■ **Problem details**
In the records below, find the line that contains "target | pile of trash" and the line that contains "target | awning". Set down exactly those lines and every line between them, and nothing more.

======== Supplied records ========

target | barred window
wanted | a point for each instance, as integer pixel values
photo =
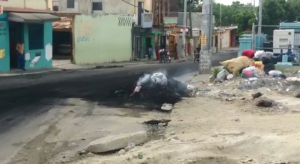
(147, 17)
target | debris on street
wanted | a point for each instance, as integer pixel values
(256, 95)
(165, 122)
(264, 103)
(117, 142)
(167, 107)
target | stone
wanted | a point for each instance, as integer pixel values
(166, 107)
(173, 133)
(116, 142)
(122, 152)
(130, 146)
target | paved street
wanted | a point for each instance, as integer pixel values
(24, 98)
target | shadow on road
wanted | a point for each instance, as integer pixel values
(17, 105)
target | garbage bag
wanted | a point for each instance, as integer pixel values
(254, 70)
(275, 73)
(258, 54)
(247, 74)
(221, 76)
(146, 78)
(230, 76)
(159, 78)
(235, 65)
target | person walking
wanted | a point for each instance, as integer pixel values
(20, 55)
(157, 50)
(150, 52)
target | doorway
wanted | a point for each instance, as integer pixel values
(62, 45)
(16, 34)
(62, 48)
(148, 45)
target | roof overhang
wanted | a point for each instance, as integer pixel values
(32, 17)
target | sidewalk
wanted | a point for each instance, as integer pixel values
(66, 65)
(227, 51)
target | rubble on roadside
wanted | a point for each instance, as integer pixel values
(117, 142)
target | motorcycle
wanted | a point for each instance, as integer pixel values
(164, 56)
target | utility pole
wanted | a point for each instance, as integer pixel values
(184, 29)
(206, 30)
(260, 16)
(191, 24)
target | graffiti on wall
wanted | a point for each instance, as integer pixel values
(85, 30)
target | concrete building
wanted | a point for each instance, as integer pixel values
(226, 37)
(29, 21)
(102, 33)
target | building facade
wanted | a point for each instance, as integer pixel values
(30, 22)
(102, 33)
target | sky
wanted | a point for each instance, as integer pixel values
(228, 2)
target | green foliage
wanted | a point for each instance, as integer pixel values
(243, 15)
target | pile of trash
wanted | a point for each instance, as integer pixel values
(261, 65)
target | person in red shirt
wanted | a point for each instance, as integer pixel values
(249, 53)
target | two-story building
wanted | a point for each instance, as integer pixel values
(102, 33)
(30, 22)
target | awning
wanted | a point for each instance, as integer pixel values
(64, 23)
(32, 17)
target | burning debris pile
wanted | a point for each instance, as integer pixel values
(160, 88)
(151, 91)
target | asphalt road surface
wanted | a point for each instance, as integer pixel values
(21, 103)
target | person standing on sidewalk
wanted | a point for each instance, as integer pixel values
(20, 55)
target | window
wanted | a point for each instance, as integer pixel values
(97, 6)
(36, 36)
(70, 4)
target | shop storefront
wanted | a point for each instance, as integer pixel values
(34, 30)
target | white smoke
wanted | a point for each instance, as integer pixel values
(144, 79)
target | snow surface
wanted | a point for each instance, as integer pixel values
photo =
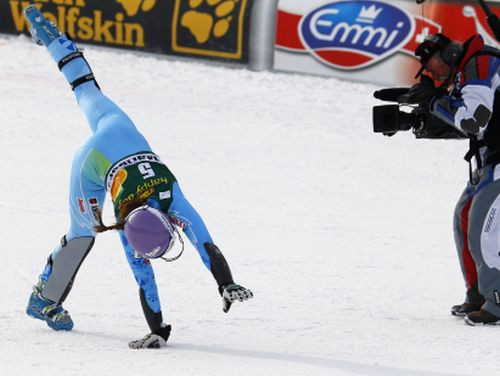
(343, 235)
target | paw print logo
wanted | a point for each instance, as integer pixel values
(207, 18)
(132, 7)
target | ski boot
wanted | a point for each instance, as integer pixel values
(43, 31)
(154, 340)
(63, 50)
(47, 310)
(461, 310)
(481, 317)
(233, 292)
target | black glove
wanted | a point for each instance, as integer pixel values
(422, 92)
(233, 292)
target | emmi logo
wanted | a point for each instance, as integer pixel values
(355, 34)
(92, 26)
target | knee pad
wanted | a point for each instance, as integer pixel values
(65, 264)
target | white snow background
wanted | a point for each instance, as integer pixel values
(345, 236)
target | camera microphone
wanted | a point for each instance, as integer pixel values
(390, 94)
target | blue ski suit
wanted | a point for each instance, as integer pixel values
(115, 139)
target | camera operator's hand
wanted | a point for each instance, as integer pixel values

========

■ **Worked solution**
target | pile of trash
wanted | a point for each instance, as integer pixel values
(261, 65)
target | person in red shirt
wanted | a point for each instance, as integer pixel values
(249, 53)
target | two-story building
wanted | a point for each instance, as integer pixel values
(102, 33)
(30, 22)
target | awning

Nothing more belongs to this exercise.